> _PROVIDED TEXT_:

(begin)

In [None]:
import pandas as pd

# Using Pandas DataFrames

This notebook focuses on using Dataframes, which is the primary data structure that Pandas adds to python. We will discuss the various parts of a Pandas Dataframe and how to create, manipulate, and edit a dataframe. 

For this section, we are going to be using the data located at  
> https://raw.githubusercontent.com/stefmolin/Hands-On-Data-Analysis-with-Pandas/master/ch_02/data/parsed.csv

This dataset will be used for all of the exersises.


## What is a Dataframe

The most widely understood analogy when describing a Pandas Dataframe is to an spreadsheet. In a spreadsheet (be it excel, google sheet, or whatever version you prefer), you have rows, columns, and entries. In fact, Pandas uses this same vocabulary when referring to the various peices of a Dataframe. 

In [None]:
df = pd.read_csv("https://raw.githubusercontent.com/stefmolin/Hands-On-Data-Analysis-with-Pandas/master/ch_02/data/parsed.csv")
df

For this example dataframe we are going to be using for this file, we note that the whole table has 27 columns and 9332 rows. We can also get information about what data type each columns contains. For example: 

In [None]:
df.dtypes

In this dataframe, we have integers, floats, and strings (here labeled as `object`). We can extract any one of these columns by referencing the column's name or `index`.

In [None]:
df.place

Alternatively, we can reference the column by using a key, similar to Python dictionaries. 

In [None]:
df["place"]

This single column is no longer a `DataFrame`, but instead is the class object `Series`

In [None]:
print(type(df))
print(type(df.place))

(end)

> _SHORT TASK A_: In the pandas DataFrame notebook, how many columns and rows does the example dataframe have?
> _SHORT TASK B_: Reproduce the part of the pandas DataFrame notebook from "Alternatively, we can" to "print(type(df.place))".
> _SHORT TASK C_: Write what comes next in the pandas DataFrame notebook, picking up after its final line.

(Stored items from a collection)

(begin)

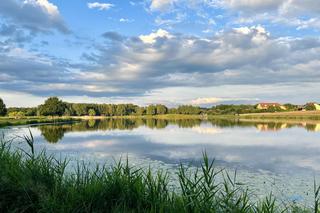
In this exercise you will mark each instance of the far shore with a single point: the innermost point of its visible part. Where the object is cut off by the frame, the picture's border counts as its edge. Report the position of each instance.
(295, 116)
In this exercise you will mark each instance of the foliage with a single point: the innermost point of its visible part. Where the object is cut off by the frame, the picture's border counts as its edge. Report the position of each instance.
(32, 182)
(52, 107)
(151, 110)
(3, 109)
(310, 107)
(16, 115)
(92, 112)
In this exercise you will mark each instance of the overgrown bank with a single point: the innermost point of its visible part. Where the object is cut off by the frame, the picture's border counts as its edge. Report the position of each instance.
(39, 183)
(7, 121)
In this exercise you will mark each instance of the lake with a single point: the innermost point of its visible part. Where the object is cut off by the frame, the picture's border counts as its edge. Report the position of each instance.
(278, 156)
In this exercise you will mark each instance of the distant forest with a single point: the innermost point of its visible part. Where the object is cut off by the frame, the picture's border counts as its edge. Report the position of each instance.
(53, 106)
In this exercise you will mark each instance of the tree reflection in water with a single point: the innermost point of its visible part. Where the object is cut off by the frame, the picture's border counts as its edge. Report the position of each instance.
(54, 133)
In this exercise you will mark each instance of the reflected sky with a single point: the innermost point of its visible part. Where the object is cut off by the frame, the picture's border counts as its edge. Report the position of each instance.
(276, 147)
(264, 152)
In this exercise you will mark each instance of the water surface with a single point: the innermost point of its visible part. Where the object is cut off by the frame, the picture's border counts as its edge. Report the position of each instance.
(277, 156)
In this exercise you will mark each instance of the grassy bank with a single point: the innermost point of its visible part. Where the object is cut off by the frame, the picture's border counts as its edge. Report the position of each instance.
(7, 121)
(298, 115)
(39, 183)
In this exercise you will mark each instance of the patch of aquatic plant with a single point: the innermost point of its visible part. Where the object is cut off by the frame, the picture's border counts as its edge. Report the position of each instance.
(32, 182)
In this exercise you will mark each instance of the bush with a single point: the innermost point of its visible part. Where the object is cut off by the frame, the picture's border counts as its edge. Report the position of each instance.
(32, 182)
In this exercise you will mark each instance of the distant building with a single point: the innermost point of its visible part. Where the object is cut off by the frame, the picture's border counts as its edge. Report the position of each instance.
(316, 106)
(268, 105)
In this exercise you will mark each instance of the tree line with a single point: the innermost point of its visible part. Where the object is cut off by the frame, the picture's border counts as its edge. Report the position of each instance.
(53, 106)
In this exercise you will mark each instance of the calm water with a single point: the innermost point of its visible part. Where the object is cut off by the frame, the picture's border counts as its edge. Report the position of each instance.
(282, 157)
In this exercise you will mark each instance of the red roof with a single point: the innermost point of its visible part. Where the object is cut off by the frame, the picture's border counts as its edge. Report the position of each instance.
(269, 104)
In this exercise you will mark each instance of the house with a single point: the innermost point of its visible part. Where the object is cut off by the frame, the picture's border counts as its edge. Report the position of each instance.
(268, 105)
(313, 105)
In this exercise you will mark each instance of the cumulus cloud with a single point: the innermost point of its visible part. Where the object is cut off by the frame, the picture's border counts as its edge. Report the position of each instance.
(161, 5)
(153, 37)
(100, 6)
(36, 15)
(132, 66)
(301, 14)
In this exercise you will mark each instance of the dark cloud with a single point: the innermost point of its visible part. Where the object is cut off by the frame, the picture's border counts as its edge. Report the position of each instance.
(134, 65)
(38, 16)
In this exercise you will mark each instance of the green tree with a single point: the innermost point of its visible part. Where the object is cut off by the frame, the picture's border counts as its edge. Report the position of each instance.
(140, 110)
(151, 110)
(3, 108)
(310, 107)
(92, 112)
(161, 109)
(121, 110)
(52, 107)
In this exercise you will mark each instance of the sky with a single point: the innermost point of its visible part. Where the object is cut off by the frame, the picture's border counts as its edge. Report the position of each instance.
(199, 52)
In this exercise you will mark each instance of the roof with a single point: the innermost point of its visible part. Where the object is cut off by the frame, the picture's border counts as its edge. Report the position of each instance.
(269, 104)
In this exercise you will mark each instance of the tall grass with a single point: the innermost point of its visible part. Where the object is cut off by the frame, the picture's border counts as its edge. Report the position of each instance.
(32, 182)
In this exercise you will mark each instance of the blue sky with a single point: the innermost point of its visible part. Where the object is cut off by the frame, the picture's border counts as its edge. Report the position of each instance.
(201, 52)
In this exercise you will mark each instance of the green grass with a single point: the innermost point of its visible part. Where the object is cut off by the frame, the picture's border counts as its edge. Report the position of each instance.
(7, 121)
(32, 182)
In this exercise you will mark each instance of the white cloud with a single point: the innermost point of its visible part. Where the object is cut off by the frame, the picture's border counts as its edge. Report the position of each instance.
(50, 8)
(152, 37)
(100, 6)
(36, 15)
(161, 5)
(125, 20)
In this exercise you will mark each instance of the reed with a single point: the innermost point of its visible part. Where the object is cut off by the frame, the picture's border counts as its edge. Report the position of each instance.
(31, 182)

(end)
(begin)

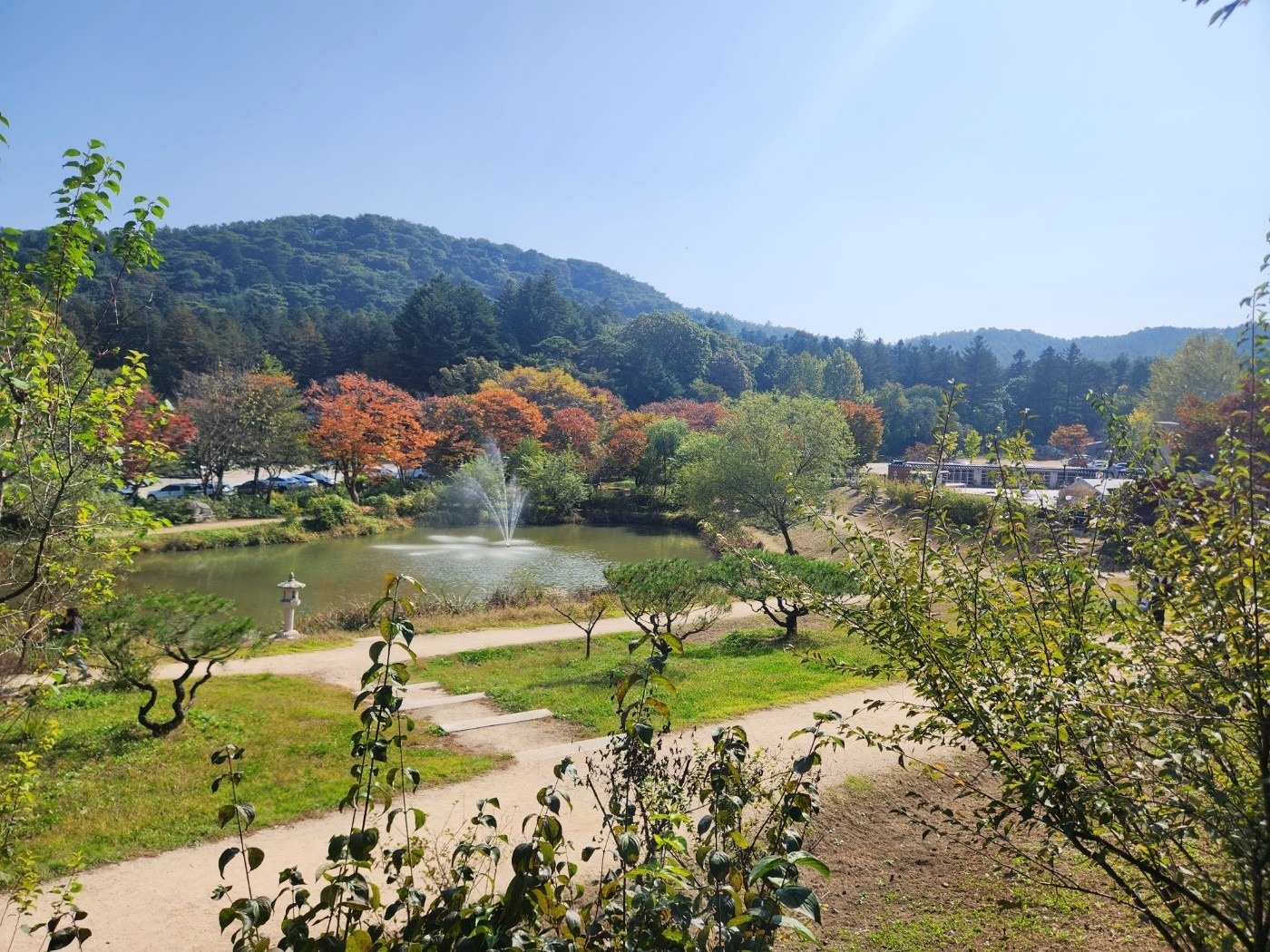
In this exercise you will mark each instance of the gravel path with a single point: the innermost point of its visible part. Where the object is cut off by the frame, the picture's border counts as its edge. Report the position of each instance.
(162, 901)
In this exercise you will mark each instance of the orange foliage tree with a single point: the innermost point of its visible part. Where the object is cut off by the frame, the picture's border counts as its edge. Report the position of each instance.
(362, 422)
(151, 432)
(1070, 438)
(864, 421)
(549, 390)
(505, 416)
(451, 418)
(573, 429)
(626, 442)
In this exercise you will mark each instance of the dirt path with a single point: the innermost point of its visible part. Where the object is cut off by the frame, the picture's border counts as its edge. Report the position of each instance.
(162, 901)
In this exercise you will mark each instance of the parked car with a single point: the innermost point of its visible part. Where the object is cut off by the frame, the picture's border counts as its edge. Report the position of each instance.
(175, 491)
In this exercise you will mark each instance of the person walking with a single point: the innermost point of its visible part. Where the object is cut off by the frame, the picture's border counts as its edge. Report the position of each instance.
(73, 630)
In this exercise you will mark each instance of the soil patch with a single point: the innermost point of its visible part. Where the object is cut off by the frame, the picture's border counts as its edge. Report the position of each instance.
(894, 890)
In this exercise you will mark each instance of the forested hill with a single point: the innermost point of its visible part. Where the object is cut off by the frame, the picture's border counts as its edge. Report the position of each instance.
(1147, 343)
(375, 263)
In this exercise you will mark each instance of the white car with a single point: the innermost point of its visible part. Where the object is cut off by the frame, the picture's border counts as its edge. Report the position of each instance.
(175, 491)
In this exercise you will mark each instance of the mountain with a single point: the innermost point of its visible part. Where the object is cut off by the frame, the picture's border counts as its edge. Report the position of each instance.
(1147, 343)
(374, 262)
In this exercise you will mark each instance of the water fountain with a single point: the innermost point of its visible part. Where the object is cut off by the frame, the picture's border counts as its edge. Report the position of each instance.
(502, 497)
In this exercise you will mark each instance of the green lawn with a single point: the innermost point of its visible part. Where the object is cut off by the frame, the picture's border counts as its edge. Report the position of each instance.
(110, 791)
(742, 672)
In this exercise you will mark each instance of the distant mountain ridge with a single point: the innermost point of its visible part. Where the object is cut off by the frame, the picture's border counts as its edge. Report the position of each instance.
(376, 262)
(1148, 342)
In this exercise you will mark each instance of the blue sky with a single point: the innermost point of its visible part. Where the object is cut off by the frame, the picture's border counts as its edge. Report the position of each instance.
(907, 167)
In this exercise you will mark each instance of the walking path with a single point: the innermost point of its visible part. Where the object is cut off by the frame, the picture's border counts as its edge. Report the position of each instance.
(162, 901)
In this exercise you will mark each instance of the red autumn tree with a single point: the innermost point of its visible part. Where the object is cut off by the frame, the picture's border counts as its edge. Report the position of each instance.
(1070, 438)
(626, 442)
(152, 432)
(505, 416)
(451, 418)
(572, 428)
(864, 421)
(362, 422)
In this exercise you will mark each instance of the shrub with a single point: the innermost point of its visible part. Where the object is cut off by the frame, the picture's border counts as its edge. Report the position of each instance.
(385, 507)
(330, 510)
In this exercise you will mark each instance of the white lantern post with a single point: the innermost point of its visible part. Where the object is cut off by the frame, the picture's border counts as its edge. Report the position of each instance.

(end)
(begin)

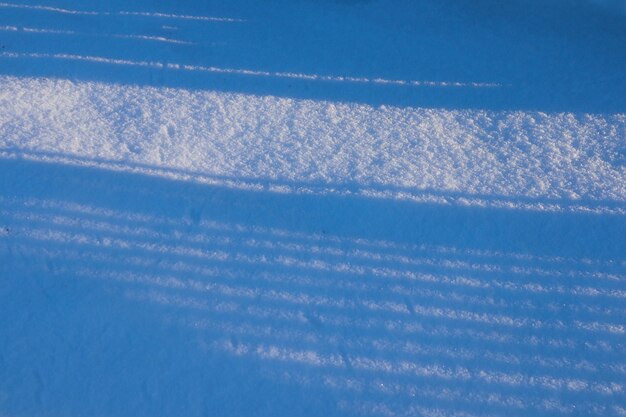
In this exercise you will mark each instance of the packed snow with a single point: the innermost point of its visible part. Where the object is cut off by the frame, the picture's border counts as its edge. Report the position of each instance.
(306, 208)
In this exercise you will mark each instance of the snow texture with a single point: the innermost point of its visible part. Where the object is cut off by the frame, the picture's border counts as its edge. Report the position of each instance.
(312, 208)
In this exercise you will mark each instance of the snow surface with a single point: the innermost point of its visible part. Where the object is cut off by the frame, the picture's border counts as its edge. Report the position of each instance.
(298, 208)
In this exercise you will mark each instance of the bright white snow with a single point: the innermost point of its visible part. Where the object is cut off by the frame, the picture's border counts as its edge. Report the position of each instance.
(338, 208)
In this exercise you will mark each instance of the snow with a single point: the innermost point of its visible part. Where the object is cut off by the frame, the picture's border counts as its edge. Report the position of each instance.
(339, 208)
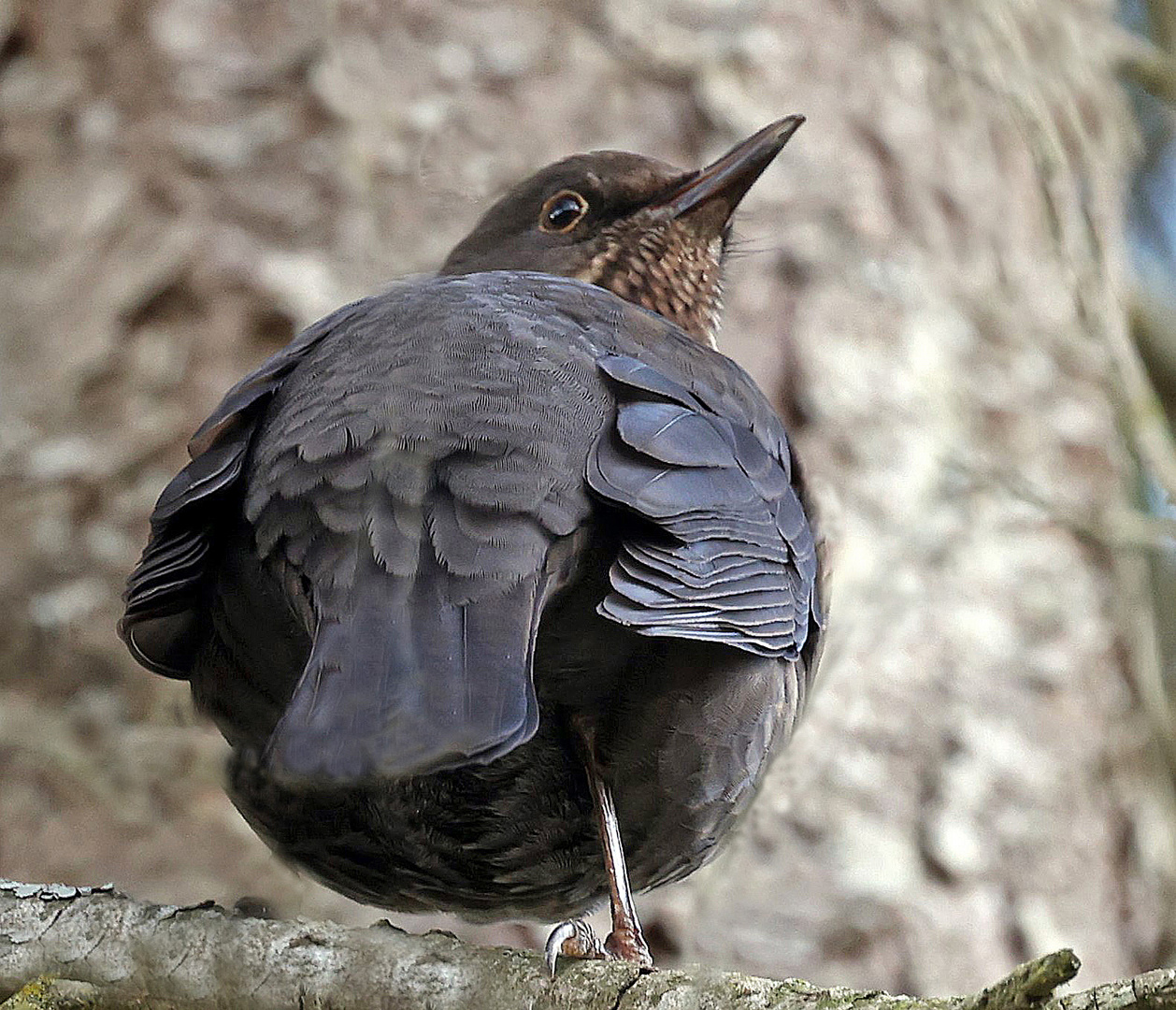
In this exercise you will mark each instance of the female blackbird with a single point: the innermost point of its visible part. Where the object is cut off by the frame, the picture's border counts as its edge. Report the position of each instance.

(end)

> _TASK RESPONSE A_: It has 27 columns and 9332 rows.

> _TASK RESPONSE B_:
Alternatively, we can reference the column by using a key, similar to Python dictionaries. 

In [None]:
df["place"]

This single column is no longer a `DataFrame`, but instead is the class object `Series`

In [None]:
print(type(df))
print(type(df.place))

> _TASK RESPONSE C_:
A `DataFrame` object is simply a collection of `Series` objects. All objects in a `Series` have to have the same data type, and a `DataFrame` can be made up of whatever series objects you wish.

An additional object that makes up both the `Series` and the `DataFrame` is the `Index`. Notice that on every one of the above outputs, you can see the numbers 0-9331. This list of numbers is the `Index` for each `Series`. Each value in the `Index` is the index of that row or value. For `Series` objects, we can reference a particular value by its index. 

In [None]:
# df.place[3]
df.3

However, if we try to do the same thing for a `DataFrame`, we get the following error. 

In [None]:
df[3]

This is because the above syntax is trying to refer to the column name. To reference an entire row of a dataframe, you must use the following syntax.

In [None]:
df.iloc[3]

The column names can be retrieved by using

In [None]:
df.columns

If we need to refernce multiple columns at once, we can pass in a list of column names into square brackets. This will return a new dataframe of just the subset of columns. 

In [None]:
df[["time","mag", "magType", "place", "parsed_place"]]

## Using DataFrames

Python has a reputation for being very slow. This is due to the fact that 
1. it is not a compiled language like C or C++
2. there is a lot of extra bits on the backend that might not be present in a lower level language. 

For most scripting use cases, neither of these poses a problem. If you are doing any sort of high volume numerical computations, this will really slow down your workflow. To fix this, the python community created the NumPy package. This package trims down numbers to simply the actual number, offers in more matrix- and vector-like functionality (element-wise addition, vetor products, matrix multiplication, etc.), and many other functions to enable faster numerical computations. Pandas builds upon that base to bring in many of the same speed and functionality benefits into dataframes. To this end, we can operate on entire columns, build entirely new columns based on the values of already existing ones, filter rows based on the value of a single column, etc.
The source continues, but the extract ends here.